Yerba mate is unlikely to cause harm to healthy adults who drink it occasionally.
However, those who drink it regularly may be at increased risk of the following:
Studies show that drinking large amounts of yerba mate for a long time may increase your risk of upper respiratory and digestive tract cancers (1, 31, 32, 33).
One possible explanation is that mate contains polycyclic aromatic hydrocarbons (PAHs), known carcinogens also found in tobacco smoke and grilled meat (1).
It’s also often consumed at very hot temperatures. This could damage respiratory and digestive tract lining, increasing your risk of cancerous cell formation (31, 34).
However, some compounds in it may protect against other types of cancer (1, 35).
Caffeine-Related Side Effects
Yerba mate contains caffeine. Too much caffeine can cause headaches, migraines, and high blood pressure in some individuals (36, 37).
Pregnant women should limit mate intake to a maximum of three cups per day. Too much caffeine may increase your risk of miscarriage and low birth weight (38, 39).

◆ **DATA FOR REVIEW**
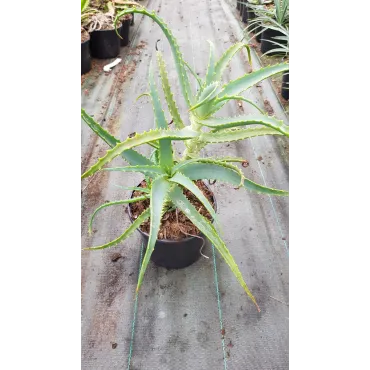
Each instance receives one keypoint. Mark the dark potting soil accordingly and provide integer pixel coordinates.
(175, 225)
(109, 26)
(126, 17)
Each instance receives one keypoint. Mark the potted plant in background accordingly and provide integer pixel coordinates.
(272, 24)
(126, 20)
(250, 6)
(172, 197)
(279, 45)
(85, 58)
(104, 43)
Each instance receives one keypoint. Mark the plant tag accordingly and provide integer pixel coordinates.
(109, 66)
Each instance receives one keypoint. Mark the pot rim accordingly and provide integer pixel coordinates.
(106, 30)
(171, 241)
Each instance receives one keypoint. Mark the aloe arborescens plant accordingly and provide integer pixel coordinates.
(167, 175)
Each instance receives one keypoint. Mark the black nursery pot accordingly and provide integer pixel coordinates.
(175, 254)
(245, 15)
(85, 57)
(259, 36)
(241, 10)
(266, 45)
(125, 31)
(104, 44)
(285, 86)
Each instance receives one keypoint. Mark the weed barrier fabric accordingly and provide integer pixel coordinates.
(184, 319)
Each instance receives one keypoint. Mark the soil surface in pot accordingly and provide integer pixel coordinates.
(175, 225)
(84, 35)
(126, 17)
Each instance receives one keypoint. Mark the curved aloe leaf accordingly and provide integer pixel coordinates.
(140, 139)
(172, 107)
(114, 203)
(178, 58)
(224, 164)
(212, 171)
(229, 122)
(133, 188)
(211, 64)
(208, 93)
(193, 73)
(181, 179)
(225, 59)
(147, 170)
(83, 5)
(180, 200)
(245, 82)
(165, 147)
(159, 191)
(144, 216)
(236, 97)
(130, 155)
(230, 135)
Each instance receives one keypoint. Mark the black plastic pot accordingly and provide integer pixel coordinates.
(285, 86)
(250, 15)
(174, 254)
(125, 31)
(241, 10)
(85, 57)
(259, 36)
(267, 36)
(245, 15)
(104, 44)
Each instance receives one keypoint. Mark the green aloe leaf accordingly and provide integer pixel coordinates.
(114, 203)
(213, 171)
(235, 97)
(140, 139)
(172, 107)
(165, 146)
(191, 70)
(230, 135)
(226, 58)
(146, 170)
(180, 200)
(181, 179)
(245, 82)
(245, 120)
(130, 155)
(208, 93)
(133, 188)
(143, 217)
(159, 192)
(211, 64)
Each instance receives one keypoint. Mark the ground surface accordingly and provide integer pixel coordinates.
(178, 319)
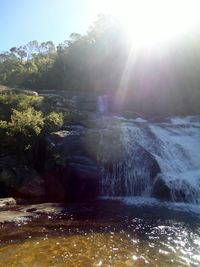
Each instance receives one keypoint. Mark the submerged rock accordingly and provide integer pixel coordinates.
(9, 201)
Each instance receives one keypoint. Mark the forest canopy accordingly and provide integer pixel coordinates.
(160, 81)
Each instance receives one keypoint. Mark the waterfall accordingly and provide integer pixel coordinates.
(102, 104)
(135, 154)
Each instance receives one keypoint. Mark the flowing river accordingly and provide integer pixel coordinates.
(148, 213)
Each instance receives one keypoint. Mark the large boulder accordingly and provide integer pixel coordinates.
(71, 174)
(161, 190)
(19, 180)
(77, 181)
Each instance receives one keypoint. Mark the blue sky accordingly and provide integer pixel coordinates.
(22, 21)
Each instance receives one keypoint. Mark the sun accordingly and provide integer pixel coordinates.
(151, 23)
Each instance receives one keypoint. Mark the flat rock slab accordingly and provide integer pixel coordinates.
(14, 216)
(9, 201)
(44, 208)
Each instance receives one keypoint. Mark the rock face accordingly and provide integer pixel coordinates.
(19, 180)
(9, 201)
(161, 190)
(71, 174)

◆ **TASK REQUIREMENTS**
[1] Answer these from the yerba mate passage:
(a) Which known carcinogens does mate contain, and where else are they found?
(b) What is the most mate a pregnant woman should drink in a day?
(c) Which problems can too much caffeine cause in some individuals?
[2] Write the next part of the yerba mate passage, picking up after its last sentence.

◆ **REPLIES**
[1]
(a) Polycyclic aromatic hydrocarbons (PAHs), which are also found in tobacco smoke and grilled meat.
(b) Three cups per day.
(c) Headaches, migraines, and high blood pressure.

[2]
Studies show that certain compounds in yerba mate have monoamine oxidase inhibitor (MAOI) activity. MAOIs are often prescribed as medications for depression and Parkinson’s disease (1).
Therefore, individuals taking MAOI drugs should use yerba mate with caution.
Finally, due to its caffeine content, it may also interact with the muscle relaxant Zanaflex or the antidepressant Luvox. Individuals taking these drugs should avoid yerba mate, as it can increase the effects of the drugs (40).
SUMMARY Frequent consumption of yerba mate may increase your risk of certain cancers. Pregnant women and individuals sensitive to caffeine or taking certain prescribed medications should drink it with caution.